**Input:**
○ ○ ○ ○
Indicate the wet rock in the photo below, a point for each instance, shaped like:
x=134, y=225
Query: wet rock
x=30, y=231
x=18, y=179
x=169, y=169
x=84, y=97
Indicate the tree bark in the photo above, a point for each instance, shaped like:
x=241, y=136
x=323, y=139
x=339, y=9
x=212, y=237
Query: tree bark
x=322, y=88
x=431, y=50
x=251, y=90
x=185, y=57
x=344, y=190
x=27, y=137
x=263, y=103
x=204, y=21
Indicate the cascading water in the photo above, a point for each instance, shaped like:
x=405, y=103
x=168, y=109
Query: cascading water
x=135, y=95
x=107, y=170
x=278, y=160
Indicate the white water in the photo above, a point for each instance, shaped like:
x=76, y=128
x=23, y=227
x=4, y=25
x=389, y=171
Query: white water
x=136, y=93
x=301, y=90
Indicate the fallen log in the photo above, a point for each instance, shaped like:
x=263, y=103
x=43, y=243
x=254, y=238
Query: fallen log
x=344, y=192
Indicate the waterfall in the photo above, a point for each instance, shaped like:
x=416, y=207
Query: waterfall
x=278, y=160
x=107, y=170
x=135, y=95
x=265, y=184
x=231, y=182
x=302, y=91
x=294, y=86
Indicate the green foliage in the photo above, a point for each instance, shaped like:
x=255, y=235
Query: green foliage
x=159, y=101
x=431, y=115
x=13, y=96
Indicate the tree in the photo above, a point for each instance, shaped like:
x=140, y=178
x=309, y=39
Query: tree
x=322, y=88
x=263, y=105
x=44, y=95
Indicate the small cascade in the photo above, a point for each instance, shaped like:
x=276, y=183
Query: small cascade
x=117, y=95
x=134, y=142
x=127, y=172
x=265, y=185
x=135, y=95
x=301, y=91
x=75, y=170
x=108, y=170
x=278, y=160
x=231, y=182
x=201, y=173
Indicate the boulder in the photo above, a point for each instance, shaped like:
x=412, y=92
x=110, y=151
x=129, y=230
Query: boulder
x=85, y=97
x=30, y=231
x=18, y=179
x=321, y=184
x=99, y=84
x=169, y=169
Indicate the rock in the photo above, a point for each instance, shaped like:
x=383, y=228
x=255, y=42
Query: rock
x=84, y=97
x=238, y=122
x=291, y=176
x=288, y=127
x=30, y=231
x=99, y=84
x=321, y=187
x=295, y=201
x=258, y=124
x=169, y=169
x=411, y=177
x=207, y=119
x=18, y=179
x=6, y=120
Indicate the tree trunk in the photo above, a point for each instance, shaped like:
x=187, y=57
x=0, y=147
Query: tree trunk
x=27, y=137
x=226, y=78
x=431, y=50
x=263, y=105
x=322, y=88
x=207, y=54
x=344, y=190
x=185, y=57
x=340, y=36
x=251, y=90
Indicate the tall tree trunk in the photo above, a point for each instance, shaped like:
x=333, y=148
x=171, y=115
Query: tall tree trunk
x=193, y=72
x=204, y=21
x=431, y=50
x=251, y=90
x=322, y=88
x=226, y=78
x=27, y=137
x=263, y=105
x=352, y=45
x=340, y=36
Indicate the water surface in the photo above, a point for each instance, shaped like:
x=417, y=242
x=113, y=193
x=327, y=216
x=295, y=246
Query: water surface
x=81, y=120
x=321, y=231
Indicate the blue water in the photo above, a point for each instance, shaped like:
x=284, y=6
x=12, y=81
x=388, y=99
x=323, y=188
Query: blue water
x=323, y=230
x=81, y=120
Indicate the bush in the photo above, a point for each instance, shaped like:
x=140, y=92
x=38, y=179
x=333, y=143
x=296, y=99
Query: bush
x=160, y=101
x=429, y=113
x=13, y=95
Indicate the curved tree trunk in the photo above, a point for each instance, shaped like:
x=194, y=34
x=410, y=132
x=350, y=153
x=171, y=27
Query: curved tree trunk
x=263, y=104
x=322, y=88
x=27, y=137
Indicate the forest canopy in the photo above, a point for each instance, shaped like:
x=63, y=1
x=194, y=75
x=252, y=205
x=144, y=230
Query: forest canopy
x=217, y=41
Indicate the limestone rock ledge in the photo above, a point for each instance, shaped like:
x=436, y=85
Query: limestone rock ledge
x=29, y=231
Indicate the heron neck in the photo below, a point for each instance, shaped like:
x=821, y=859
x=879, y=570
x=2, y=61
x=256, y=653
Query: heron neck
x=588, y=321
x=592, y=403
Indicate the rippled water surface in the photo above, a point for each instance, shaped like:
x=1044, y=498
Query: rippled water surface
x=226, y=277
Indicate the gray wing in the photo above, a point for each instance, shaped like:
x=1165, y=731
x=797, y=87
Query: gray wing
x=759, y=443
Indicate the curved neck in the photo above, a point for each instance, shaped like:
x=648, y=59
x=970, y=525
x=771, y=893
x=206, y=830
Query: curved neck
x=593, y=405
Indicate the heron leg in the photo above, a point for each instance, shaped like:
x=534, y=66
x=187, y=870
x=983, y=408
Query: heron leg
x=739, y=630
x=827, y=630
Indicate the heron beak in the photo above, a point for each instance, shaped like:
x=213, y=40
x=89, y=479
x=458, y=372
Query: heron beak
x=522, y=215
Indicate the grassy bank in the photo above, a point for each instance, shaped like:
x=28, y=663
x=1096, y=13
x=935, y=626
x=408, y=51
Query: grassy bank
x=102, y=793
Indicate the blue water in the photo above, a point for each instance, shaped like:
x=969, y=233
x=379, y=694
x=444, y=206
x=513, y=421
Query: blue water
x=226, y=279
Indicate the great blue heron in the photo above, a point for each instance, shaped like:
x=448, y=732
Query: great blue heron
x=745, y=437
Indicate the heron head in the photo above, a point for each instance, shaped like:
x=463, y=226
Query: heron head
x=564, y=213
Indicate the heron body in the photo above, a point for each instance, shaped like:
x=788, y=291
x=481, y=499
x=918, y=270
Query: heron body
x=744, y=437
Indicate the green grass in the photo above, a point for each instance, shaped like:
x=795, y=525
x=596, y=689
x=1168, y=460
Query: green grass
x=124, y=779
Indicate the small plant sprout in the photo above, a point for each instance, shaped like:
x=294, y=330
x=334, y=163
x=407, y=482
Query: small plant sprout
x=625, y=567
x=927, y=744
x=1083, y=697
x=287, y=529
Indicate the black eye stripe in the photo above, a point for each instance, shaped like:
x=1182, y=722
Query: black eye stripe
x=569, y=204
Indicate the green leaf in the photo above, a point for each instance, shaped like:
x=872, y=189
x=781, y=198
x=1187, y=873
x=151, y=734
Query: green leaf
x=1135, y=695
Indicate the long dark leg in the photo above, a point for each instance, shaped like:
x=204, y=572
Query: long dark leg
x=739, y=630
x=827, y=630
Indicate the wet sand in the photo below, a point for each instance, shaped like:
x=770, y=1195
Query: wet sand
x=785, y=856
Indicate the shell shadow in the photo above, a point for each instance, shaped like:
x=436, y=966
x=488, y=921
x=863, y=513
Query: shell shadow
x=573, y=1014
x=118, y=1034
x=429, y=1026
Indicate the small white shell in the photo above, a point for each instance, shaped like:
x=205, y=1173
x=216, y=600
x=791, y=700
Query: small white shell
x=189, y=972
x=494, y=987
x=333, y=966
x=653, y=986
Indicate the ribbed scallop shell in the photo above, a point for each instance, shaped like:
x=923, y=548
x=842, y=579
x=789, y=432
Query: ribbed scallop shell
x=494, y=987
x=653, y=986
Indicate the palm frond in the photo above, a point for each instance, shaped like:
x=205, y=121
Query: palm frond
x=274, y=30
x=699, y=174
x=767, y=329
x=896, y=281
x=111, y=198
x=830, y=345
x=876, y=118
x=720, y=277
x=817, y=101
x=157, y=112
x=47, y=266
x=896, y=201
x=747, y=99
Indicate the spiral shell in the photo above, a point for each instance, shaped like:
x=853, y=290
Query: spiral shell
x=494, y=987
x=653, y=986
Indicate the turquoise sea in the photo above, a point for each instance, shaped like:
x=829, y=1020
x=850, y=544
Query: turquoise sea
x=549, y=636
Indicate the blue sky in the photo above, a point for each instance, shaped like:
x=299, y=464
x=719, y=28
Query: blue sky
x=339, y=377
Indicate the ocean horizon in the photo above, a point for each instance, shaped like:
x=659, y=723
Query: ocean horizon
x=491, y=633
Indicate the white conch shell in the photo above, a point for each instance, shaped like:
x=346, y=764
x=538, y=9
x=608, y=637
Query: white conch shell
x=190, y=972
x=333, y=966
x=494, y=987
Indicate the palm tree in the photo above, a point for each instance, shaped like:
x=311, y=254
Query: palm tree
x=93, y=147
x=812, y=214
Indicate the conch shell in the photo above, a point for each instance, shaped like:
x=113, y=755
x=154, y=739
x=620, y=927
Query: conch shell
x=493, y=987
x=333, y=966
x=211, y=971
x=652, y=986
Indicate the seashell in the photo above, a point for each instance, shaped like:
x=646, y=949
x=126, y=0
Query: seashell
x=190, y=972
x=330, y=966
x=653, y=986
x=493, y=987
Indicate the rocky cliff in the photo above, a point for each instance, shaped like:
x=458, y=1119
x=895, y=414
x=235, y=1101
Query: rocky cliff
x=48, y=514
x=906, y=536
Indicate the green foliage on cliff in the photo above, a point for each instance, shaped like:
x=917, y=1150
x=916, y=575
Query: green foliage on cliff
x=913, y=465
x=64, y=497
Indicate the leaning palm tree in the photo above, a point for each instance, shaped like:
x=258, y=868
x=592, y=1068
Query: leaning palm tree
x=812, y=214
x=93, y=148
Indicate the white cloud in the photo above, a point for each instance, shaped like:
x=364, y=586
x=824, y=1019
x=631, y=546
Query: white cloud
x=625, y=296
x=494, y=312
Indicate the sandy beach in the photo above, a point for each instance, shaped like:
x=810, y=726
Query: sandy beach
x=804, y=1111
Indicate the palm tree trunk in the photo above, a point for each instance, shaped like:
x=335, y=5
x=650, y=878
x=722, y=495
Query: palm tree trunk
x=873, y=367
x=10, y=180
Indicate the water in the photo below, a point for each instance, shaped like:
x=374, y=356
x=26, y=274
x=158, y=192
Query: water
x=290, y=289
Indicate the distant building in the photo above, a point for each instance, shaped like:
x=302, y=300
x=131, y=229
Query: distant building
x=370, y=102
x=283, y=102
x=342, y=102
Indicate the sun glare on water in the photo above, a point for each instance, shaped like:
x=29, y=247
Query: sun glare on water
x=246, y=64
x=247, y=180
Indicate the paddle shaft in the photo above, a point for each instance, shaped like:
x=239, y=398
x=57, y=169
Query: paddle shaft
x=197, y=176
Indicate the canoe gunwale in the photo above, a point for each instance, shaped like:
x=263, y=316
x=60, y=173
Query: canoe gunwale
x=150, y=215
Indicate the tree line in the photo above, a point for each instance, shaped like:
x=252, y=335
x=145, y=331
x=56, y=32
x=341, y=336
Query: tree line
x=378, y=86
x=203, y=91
○ ○ ○ ○
**Exercise description:** Track down every line in the entries that includes the string "below", and copy it.

**Answer for the task:**
Indicate the wet rock in the photo below, a point for each instance, shaped like:
Indicate the heron neck in the photo below, a point for each instance, shaped like:
Indicate the wet sand in the photo below, a point for each instance, shaped like:
Indicate the water in the photo below, a point for each instance, shaped like:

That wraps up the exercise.